Task directions:
Copy the records word for word, beginning at the line that contains "Where can the ornate" and ending at the line that contains "Target: cast iron pillar", including both of those lines.

Rows:
==============================

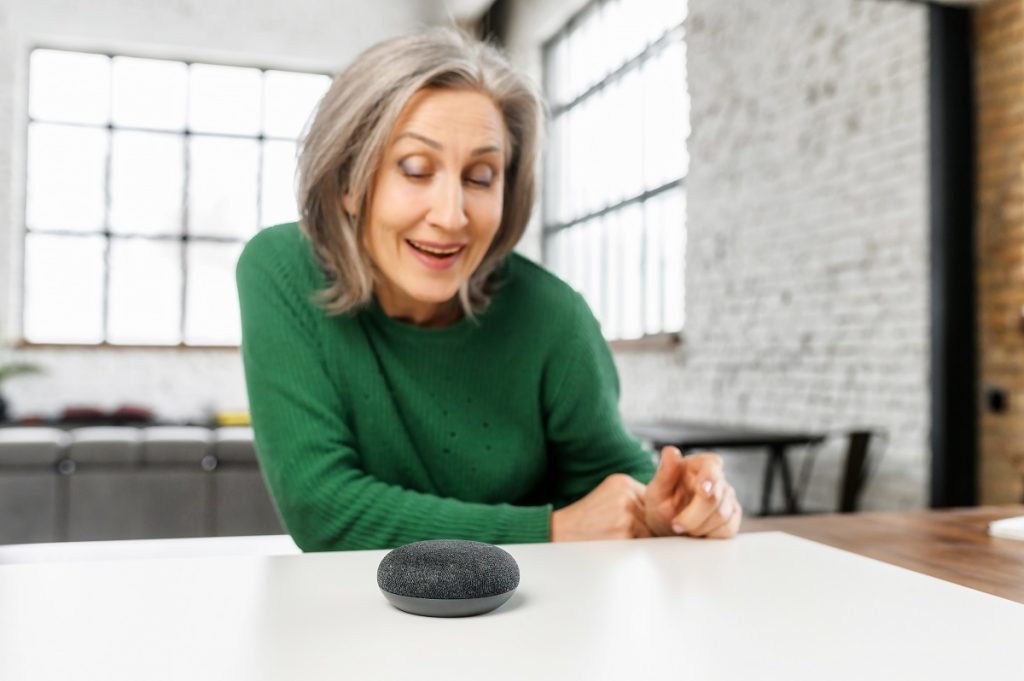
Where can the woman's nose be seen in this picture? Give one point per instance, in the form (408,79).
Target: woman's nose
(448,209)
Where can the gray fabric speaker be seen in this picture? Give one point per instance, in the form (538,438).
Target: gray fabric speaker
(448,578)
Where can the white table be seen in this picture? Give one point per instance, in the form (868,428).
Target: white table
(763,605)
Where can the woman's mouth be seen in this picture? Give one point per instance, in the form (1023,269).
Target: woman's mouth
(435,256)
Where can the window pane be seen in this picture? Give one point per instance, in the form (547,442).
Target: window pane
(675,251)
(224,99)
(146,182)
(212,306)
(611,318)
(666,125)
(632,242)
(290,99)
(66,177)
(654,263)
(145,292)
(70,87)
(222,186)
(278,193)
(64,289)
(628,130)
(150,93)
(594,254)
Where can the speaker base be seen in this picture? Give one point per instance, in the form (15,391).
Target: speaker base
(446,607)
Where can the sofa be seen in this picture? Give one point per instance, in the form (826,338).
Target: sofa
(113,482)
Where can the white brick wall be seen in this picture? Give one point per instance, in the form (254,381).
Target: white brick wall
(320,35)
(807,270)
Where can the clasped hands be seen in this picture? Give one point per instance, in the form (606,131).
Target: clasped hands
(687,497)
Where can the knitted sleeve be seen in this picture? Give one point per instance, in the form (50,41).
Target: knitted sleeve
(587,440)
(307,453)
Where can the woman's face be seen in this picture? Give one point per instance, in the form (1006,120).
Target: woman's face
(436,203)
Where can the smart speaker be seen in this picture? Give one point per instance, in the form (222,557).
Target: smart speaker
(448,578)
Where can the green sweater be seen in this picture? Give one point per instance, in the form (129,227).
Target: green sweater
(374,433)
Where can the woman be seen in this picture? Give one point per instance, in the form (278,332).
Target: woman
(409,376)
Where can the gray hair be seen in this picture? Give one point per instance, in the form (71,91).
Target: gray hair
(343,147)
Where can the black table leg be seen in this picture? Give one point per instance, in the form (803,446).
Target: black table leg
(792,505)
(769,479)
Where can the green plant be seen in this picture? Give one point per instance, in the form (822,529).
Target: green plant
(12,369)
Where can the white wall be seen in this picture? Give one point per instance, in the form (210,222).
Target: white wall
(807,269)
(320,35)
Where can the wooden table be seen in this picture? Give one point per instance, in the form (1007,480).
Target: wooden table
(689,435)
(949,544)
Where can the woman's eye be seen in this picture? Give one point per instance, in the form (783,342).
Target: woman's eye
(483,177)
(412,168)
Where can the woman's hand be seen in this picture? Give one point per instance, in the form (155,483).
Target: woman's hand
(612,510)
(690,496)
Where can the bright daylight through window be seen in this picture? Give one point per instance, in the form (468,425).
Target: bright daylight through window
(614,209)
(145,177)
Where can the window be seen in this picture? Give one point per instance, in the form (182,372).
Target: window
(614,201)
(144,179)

==============================

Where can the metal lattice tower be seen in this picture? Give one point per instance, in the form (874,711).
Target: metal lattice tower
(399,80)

==============================

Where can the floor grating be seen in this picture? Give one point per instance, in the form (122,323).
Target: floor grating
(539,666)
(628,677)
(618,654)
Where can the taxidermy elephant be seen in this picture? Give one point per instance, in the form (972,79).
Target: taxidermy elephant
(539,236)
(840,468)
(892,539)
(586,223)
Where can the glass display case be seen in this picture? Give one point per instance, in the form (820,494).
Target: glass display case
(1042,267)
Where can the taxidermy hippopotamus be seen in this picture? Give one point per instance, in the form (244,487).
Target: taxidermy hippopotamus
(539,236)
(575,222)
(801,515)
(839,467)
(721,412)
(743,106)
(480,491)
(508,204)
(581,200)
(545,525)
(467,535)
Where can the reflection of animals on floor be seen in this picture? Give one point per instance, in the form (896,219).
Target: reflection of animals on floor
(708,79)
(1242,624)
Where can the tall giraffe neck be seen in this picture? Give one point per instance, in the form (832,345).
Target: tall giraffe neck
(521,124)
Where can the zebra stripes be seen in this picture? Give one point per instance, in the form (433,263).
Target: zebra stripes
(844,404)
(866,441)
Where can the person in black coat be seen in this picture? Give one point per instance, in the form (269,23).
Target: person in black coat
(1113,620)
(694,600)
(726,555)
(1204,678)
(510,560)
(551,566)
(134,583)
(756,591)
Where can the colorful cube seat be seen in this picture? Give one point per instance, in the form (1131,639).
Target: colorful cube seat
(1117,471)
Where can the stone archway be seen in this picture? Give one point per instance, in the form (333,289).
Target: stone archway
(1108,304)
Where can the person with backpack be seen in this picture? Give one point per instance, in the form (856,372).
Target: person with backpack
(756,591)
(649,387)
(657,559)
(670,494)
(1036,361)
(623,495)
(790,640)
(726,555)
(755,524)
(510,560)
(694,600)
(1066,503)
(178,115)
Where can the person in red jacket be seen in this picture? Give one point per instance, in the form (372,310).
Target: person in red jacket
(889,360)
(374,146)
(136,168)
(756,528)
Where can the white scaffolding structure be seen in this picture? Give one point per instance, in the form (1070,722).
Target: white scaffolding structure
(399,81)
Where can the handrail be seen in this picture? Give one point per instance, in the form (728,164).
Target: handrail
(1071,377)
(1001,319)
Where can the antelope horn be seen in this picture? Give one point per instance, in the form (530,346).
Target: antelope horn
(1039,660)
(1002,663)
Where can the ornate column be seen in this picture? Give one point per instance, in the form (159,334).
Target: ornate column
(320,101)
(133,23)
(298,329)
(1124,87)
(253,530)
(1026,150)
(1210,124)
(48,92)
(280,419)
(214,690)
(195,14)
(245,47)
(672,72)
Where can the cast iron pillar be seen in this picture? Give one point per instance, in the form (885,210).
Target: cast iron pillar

==============================

Exercise response:
Where can the ornate column be seen in this picture? Give one point per instance, in the form (159,334).
Target: ornate column
(320,101)
(133,23)
(298,329)
(1124,87)
(253,530)
(1026,150)
(1210,124)
(48,92)
(280,419)
(214,690)
(195,14)
(245,47)
(672,72)
Where can the cast iron pillar be seen in this picture? Give one point per instance, in the form (885,210).
Target: cast iron pillar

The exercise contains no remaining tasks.